» Source material
★ ★ ★ ★ ★ ★ ★

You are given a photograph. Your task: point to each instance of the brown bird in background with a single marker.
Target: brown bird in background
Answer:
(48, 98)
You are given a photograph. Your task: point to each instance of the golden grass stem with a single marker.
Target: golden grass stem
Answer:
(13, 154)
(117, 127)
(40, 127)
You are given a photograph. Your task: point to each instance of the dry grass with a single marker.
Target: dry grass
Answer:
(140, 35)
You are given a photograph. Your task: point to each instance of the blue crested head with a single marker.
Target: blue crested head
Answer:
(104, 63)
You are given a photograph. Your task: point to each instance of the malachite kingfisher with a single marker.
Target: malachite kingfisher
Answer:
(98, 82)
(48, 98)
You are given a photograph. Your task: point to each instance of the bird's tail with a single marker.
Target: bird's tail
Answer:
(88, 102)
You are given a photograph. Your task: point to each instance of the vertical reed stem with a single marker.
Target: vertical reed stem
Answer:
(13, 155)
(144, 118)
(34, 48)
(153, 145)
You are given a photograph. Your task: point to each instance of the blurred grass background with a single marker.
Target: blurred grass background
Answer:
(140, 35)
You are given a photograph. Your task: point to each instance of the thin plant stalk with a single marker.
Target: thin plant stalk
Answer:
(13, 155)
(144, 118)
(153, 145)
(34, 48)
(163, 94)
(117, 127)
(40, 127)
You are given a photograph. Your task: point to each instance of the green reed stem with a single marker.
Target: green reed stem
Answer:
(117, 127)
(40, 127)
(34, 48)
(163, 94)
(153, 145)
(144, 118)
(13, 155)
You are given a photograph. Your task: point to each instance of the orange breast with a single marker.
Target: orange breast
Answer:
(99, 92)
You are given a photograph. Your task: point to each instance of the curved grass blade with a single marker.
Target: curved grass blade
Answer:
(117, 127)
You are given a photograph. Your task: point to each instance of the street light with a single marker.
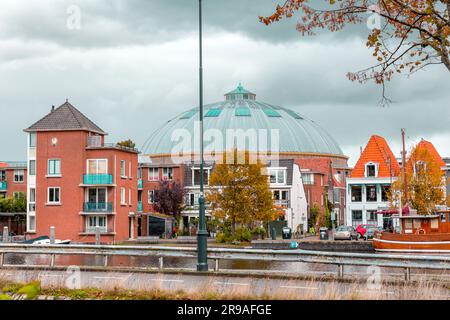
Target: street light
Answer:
(202, 257)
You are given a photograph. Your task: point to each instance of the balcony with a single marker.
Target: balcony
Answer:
(97, 179)
(97, 207)
(282, 203)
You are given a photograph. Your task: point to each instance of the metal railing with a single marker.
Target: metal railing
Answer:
(97, 207)
(405, 262)
(92, 179)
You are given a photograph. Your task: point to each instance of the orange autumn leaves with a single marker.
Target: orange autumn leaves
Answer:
(411, 34)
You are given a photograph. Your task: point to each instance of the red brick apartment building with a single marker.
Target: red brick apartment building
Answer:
(150, 177)
(13, 183)
(78, 183)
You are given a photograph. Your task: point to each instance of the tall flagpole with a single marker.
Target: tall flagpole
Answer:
(202, 234)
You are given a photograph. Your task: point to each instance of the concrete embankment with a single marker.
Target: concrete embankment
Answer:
(315, 245)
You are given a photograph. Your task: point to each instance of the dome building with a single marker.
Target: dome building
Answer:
(298, 137)
(305, 164)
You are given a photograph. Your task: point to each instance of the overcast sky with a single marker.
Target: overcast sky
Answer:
(132, 65)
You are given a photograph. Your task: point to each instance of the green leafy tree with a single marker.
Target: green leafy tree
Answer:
(240, 192)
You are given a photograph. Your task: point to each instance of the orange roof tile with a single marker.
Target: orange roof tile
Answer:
(377, 150)
(320, 165)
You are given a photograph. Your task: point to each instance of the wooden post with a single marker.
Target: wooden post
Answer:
(5, 234)
(97, 236)
(216, 266)
(341, 271)
(52, 235)
(407, 274)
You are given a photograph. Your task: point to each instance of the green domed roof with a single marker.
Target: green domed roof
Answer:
(240, 110)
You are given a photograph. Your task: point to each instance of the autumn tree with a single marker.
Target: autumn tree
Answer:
(425, 183)
(240, 193)
(410, 35)
(168, 198)
(127, 144)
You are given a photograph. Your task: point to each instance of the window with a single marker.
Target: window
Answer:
(32, 167)
(96, 195)
(281, 197)
(371, 193)
(167, 173)
(420, 167)
(191, 199)
(32, 200)
(371, 216)
(308, 178)
(54, 167)
(151, 196)
(277, 176)
(31, 223)
(19, 175)
(356, 218)
(196, 177)
(122, 196)
(94, 222)
(356, 193)
(33, 140)
(54, 195)
(122, 169)
(153, 174)
(385, 190)
(371, 170)
(97, 166)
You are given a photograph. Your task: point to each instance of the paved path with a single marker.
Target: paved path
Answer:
(212, 283)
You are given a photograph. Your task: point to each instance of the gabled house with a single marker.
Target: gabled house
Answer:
(370, 182)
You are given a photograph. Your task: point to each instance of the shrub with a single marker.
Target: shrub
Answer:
(243, 234)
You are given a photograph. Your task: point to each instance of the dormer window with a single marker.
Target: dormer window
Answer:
(371, 170)
(419, 166)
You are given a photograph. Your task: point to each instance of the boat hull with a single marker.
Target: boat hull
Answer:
(437, 243)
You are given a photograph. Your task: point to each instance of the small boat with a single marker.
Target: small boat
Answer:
(44, 240)
(418, 233)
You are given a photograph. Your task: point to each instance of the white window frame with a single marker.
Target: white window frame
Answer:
(32, 145)
(32, 172)
(166, 175)
(151, 199)
(96, 166)
(366, 171)
(32, 200)
(277, 170)
(19, 172)
(123, 169)
(152, 177)
(59, 195)
(96, 218)
(54, 174)
(122, 196)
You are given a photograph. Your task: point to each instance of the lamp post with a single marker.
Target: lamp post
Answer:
(202, 234)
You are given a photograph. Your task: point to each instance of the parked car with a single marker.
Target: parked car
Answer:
(370, 232)
(361, 230)
(345, 233)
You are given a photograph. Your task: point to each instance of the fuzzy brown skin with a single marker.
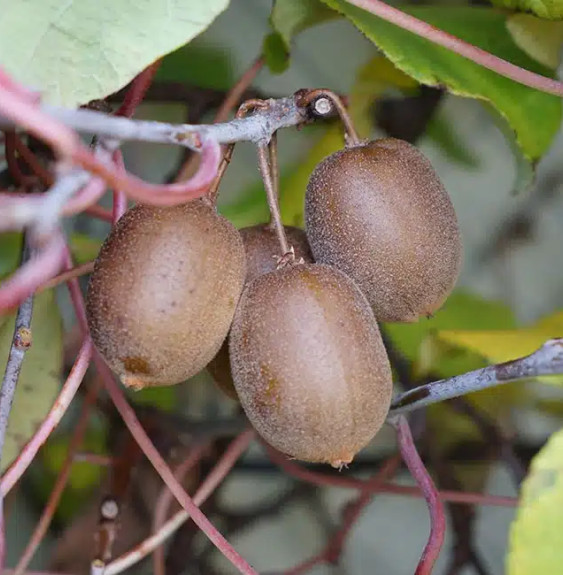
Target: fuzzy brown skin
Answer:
(309, 364)
(379, 213)
(164, 291)
(262, 247)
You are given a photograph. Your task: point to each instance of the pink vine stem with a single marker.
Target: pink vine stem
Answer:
(40, 268)
(420, 474)
(143, 440)
(60, 484)
(200, 519)
(237, 447)
(332, 480)
(66, 395)
(473, 53)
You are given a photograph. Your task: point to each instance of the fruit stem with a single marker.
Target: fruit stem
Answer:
(274, 169)
(352, 137)
(212, 192)
(275, 217)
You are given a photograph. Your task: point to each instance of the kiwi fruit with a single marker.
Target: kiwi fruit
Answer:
(378, 212)
(308, 363)
(164, 290)
(261, 246)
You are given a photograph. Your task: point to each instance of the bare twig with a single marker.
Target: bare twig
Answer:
(257, 128)
(473, 53)
(53, 418)
(231, 101)
(21, 342)
(435, 506)
(547, 360)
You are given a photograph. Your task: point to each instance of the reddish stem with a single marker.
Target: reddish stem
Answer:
(60, 483)
(325, 480)
(66, 395)
(39, 269)
(237, 447)
(351, 514)
(11, 159)
(135, 428)
(119, 198)
(130, 419)
(435, 506)
(138, 90)
(165, 499)
(473, 53)
(156, 194)
(29, 117)
(33, 162)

★ ★ ★ ★ ★ ★ ★

» Task brief
A single number is expected: the count of lines in the preceding entries that contain "malachite".

» Answer for the task
2